> _Selected excerpt_
^^^^^^^^^^^^^^^^

Notes: The B and C cities are secondary because they are in the same market area as a city rated A.

While those are only abstract examples of the ratings, consider how the system works in practice with the example of Ohio. Rand McNally conceives of Ohio as consisting of nineteen markets (trading areas) with some peripheral counties being contained in trading areas of other states. The table below shows the nineteen trading areas in order of hierarchy. Each has an A-rated city. Some also have other rated cities and suburbs.

Example: Ohio

| Trading area | A-rated city | Other cities | Suburbs |
|---|---|---|---|
| Cleveland-Akron | Cleveland (1-AA) | Akron (2-BB), Wooster (3-C) | Elyria, Euclid, Lorain, Mentor, Middleburg Heights, Parma (all 3-S), Barberton, Beachwood, Bedford, Brooklyn, Cleveland Heights, Cuyahoga Falls, Fairlawn, Kent, Lakewood, Mayfield Heights, Medina, North Olmsted, Painesville, Ravenna, Richmond Heights, Willoughby (all 4-S) |
| Cincinnati | Cincinnati (1-A) | Hamilton (3-C), Middletown (3-C), Maysville, KY (4-C) | Florence, KY, Springdale,(both 3-S), Covington, KY, Fairfield, Newport, KY (all 4-S) |
| Columbus | Columbus (1-A) | Delaware, Lancaster, Newark (all 3-C), Mount Vernon (4-C) | Upper Arlington, Whitehall (both 4-S) |
| Dayton-Springfield | Dayton (2-AA) | Springfield (3-BB), Bellefontaine, Celina, Greenville, Piqua, Troy (all 4-C), | Trotwood, Xenia (both 4-S) |
| Toledo | Toledo (2-AA) | Bowling Green, Fremont (both 4-C) | Maumee (4-S) |
| Youngstown-Warren | Youngstown (2-AA) | Warren (3-B) | Niles (3-S) |
| Canton-New Philadelphia | Canton (2-A) | New Philadelphia (3-B), Dover (3-C), Alliance (4-C), Coshocton (4-C), Massillon (4-C) |  |
| Lima | Lima (3-AA) |  |  |
| Mansfield | Mansfield (3-AA) | Ashland (4-C) | Ontario (4-S) |
| Ashtabula | Ashtabula (3-A) |  |  |
| Chillicothe | Chillicothe (3-A) |  |  |
| Findlay-Tiffin | Findlay (3-A) | Tiffin (4-B) |  |
| Marion | Marion (3-A) |  |  |
| Portsmouth | Portsmouth (3-A) |  |  |
| Sandusky | Sandusky (3-A) |  |  |
| Steubenville-Weirton | Steubenville (3-A) | Weirton, WV (4-B) |  |
| Zanesville-Cambridge | Zanesville (3-A) | Cambridge (4-B) |  |
| Athens | Athens (4-A) |  |  |
| East Liverpool-Salem | East Liverpool (4-A) | Salem (4-B) |  |

The system is applied by businesses seeking to serve a network of customers with the greatest efficiency. For example, a company that services elevators or a wholesaler of paper bags would want to locate its field representatives primarily in A rated cities. The Rural Health Research Center at the University of Minnesota published a report in 2008 on access to physicians in rural areas which uses the system to evaluate access to physicians in rural areas.

^^^^^^^^^^^^^^^^

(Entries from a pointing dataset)
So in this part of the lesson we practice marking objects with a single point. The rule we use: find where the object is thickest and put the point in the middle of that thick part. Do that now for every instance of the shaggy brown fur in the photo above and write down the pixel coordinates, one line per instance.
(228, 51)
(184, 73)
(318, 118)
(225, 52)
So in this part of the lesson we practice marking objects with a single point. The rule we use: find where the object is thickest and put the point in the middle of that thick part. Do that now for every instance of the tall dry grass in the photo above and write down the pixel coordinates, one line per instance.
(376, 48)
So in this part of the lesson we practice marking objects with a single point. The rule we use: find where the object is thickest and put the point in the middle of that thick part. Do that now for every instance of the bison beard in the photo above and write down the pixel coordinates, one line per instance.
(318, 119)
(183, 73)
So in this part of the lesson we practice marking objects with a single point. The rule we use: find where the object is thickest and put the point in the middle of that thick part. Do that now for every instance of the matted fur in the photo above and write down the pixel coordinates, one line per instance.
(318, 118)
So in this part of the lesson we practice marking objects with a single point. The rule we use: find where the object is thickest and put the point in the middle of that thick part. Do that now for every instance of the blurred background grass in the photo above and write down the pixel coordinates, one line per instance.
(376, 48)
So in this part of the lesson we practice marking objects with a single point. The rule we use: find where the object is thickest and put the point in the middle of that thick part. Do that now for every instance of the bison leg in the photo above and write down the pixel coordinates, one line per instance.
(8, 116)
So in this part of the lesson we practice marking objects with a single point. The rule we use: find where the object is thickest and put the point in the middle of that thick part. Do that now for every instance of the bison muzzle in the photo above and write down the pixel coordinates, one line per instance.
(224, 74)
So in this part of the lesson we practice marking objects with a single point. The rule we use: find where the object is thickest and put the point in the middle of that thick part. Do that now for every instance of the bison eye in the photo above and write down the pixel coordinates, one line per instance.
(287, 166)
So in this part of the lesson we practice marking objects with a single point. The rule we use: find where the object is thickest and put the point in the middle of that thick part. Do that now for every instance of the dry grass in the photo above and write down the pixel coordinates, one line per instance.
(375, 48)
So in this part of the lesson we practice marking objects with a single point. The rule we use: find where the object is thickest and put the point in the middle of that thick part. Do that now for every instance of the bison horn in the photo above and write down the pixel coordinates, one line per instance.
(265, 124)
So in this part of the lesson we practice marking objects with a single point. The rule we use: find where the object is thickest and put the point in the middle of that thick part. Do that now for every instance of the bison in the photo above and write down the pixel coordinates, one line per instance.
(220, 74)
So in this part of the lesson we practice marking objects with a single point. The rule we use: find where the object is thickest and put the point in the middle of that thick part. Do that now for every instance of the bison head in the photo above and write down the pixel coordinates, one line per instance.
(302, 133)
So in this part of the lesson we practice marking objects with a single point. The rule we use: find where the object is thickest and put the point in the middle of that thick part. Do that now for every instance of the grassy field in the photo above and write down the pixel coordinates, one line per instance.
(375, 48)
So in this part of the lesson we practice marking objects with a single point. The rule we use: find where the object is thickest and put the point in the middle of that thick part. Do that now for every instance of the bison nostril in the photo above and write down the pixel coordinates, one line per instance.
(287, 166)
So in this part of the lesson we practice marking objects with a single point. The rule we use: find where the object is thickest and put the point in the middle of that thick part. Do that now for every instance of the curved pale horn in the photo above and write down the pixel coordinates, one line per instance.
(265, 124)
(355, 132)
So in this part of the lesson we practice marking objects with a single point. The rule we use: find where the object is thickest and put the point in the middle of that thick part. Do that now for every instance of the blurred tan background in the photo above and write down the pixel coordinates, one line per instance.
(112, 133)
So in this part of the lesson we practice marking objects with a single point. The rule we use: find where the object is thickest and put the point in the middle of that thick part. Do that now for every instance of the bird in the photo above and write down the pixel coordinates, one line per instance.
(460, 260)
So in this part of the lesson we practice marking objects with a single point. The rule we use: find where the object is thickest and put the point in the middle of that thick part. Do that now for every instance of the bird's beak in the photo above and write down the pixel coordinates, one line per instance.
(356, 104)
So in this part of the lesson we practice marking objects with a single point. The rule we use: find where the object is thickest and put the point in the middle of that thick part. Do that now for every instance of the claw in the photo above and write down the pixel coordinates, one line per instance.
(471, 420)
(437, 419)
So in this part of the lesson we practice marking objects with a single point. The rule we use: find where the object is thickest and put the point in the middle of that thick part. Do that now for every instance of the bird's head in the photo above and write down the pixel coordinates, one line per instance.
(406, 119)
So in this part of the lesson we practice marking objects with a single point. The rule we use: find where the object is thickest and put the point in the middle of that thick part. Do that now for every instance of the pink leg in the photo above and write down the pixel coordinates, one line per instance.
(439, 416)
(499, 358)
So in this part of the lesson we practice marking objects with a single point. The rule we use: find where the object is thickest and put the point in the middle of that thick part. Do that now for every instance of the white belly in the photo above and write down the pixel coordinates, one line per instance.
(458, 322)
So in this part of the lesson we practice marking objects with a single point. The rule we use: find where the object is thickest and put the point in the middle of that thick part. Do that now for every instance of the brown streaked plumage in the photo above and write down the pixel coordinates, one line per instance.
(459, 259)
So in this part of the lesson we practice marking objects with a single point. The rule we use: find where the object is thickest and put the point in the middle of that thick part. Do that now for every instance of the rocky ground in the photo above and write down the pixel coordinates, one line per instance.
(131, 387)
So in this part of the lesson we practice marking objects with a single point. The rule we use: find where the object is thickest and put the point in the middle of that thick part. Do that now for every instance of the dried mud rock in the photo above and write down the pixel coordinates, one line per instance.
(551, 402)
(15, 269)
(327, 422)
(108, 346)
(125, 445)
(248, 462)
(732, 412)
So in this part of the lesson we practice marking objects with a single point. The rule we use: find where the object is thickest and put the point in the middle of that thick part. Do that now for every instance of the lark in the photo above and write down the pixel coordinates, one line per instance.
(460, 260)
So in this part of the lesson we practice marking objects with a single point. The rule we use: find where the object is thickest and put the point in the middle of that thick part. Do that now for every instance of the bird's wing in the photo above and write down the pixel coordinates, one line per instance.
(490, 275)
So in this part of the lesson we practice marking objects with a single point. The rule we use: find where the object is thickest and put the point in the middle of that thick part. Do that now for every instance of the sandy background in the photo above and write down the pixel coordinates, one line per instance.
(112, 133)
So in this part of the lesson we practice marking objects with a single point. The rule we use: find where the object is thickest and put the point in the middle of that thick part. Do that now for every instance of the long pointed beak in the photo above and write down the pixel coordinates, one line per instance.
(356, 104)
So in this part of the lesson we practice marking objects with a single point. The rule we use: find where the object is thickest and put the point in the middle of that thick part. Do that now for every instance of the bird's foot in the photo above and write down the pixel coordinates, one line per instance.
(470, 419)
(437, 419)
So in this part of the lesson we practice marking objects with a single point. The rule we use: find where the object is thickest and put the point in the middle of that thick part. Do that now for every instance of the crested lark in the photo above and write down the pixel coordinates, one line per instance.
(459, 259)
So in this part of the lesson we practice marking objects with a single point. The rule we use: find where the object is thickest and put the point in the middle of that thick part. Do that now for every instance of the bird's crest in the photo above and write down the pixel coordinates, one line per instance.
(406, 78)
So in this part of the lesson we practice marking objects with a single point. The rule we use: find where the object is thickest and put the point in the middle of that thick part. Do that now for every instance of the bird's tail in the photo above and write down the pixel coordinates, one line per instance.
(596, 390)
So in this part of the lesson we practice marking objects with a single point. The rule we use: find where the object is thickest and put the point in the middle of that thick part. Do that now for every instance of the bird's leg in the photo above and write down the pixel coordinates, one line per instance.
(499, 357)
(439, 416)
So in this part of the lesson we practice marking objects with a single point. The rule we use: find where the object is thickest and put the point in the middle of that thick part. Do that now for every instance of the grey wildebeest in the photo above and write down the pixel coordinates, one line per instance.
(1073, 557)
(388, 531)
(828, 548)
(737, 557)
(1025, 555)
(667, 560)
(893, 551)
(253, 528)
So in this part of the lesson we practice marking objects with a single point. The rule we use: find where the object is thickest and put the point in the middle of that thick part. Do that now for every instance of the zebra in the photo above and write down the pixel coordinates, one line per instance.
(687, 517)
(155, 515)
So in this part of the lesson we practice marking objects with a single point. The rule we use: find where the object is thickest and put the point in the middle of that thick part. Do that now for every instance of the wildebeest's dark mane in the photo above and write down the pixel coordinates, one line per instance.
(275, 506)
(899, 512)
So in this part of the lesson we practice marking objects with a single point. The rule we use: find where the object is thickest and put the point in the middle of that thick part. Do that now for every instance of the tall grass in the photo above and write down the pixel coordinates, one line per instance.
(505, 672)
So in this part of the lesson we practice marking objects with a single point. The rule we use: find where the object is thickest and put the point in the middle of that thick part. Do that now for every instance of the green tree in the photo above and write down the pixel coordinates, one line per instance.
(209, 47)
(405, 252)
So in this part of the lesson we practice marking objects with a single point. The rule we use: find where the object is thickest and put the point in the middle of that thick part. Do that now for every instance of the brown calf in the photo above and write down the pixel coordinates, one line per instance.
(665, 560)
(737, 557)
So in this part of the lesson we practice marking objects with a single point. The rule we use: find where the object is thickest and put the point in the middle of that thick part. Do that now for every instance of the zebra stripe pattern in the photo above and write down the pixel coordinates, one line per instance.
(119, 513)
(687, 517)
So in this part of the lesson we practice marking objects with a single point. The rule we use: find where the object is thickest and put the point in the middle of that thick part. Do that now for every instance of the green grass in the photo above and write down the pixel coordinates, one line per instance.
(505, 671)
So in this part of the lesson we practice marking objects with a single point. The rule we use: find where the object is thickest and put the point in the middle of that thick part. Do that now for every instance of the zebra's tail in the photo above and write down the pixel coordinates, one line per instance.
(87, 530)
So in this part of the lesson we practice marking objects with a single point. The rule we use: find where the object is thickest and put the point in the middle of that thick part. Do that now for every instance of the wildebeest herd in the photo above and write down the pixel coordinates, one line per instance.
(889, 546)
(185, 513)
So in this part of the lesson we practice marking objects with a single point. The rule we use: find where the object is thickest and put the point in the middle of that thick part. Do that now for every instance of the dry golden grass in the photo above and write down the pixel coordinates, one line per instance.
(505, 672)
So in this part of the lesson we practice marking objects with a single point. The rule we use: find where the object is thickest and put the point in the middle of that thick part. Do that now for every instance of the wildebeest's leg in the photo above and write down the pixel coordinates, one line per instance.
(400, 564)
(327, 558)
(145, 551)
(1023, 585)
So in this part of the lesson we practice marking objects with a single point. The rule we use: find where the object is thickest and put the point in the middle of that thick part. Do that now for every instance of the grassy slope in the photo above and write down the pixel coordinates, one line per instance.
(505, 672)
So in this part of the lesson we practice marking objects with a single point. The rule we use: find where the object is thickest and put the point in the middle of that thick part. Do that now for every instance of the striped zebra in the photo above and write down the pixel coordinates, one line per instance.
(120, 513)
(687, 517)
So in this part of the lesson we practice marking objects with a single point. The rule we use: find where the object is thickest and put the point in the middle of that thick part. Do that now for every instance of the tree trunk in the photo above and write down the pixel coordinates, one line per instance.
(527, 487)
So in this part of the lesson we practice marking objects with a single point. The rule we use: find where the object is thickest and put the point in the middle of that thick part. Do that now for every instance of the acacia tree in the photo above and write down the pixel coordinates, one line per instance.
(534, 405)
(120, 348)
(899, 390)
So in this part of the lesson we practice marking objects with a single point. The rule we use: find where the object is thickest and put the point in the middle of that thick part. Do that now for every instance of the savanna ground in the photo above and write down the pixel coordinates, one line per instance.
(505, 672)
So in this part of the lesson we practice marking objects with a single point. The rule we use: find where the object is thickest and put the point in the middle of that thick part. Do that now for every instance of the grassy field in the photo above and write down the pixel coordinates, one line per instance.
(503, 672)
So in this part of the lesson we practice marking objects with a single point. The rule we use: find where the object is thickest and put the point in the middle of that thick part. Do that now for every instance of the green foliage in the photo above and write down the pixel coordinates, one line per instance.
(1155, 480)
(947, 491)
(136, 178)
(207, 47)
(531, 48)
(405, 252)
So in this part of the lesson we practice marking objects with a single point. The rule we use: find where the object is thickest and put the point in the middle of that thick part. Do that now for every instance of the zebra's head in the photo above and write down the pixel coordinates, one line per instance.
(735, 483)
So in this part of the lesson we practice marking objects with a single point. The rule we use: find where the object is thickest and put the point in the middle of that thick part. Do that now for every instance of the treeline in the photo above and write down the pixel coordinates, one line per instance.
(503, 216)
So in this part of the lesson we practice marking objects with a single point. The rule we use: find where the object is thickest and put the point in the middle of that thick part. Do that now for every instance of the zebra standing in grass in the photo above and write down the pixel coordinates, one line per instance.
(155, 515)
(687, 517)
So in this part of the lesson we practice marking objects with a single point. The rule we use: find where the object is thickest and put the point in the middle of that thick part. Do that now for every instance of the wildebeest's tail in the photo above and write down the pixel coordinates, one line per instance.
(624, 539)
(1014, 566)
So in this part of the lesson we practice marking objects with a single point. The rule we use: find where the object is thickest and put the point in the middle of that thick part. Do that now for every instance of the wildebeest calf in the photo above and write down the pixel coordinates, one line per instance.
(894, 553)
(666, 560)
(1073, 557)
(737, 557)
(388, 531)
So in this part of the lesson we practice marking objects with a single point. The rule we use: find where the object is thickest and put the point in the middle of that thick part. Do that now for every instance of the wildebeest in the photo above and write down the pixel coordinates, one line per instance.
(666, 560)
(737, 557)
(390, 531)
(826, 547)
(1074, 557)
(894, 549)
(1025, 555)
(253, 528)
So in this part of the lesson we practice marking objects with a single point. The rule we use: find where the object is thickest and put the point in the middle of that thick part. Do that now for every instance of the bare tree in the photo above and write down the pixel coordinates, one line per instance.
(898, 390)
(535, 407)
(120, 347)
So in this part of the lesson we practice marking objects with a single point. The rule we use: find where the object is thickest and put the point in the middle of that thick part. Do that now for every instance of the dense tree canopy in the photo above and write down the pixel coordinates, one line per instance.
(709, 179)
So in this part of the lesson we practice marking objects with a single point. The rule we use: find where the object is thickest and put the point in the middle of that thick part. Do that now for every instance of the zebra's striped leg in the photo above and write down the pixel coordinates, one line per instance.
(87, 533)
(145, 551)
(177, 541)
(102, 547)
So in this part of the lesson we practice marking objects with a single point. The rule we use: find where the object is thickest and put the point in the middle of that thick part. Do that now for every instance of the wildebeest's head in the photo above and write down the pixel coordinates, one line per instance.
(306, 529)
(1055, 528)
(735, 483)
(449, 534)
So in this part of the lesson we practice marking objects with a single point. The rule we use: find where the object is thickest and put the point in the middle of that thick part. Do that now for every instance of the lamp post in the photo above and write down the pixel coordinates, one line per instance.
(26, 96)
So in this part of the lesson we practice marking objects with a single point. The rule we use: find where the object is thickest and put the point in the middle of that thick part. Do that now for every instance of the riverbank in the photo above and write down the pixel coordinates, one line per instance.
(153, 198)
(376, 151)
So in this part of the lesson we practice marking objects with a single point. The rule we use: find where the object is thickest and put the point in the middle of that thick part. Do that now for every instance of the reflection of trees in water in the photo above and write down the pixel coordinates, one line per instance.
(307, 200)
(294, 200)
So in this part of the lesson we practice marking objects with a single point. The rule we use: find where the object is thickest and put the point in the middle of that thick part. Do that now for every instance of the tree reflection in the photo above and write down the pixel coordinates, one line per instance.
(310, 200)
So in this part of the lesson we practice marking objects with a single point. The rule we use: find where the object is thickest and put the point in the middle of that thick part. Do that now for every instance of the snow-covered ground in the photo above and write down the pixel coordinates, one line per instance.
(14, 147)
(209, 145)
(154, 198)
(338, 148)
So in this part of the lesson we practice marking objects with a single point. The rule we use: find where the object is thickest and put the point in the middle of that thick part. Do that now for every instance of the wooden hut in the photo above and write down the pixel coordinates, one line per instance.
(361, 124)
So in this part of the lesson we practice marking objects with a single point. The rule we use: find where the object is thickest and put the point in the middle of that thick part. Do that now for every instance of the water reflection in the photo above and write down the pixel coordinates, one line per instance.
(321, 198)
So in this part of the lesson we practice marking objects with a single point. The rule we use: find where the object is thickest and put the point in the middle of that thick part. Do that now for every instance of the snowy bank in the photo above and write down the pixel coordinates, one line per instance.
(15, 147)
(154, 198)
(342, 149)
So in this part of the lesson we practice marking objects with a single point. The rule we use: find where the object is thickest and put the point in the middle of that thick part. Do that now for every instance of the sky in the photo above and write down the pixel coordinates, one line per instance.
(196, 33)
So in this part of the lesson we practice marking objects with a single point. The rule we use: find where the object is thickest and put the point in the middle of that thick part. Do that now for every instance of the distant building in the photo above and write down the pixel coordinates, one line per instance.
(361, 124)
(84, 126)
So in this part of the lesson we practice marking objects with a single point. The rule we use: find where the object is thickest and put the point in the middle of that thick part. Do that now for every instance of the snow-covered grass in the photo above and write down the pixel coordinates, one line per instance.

^^^^^^^^^^^^^^^^

> _Short exercise_
Write out the passage on Rand McNally's city ratings between "Notes: The B" and "cities and suburbs.", inclusive.

> _Expected output_
Notes: The B and C cities are secondary because they are in the same market area as a city rated A.

While those are only abstract examples of the ratings, consider how the system works in practice with the example of Ohio. Rand McNally conceives of Ohio as consisting of nineteen markets (trading areas) with some peripheral counties being contained in trading areas of other states. The table below shows the nineteen trading areas in order of hierarchy. Each has an A-rated city. Some also have other rated cities and suburbs.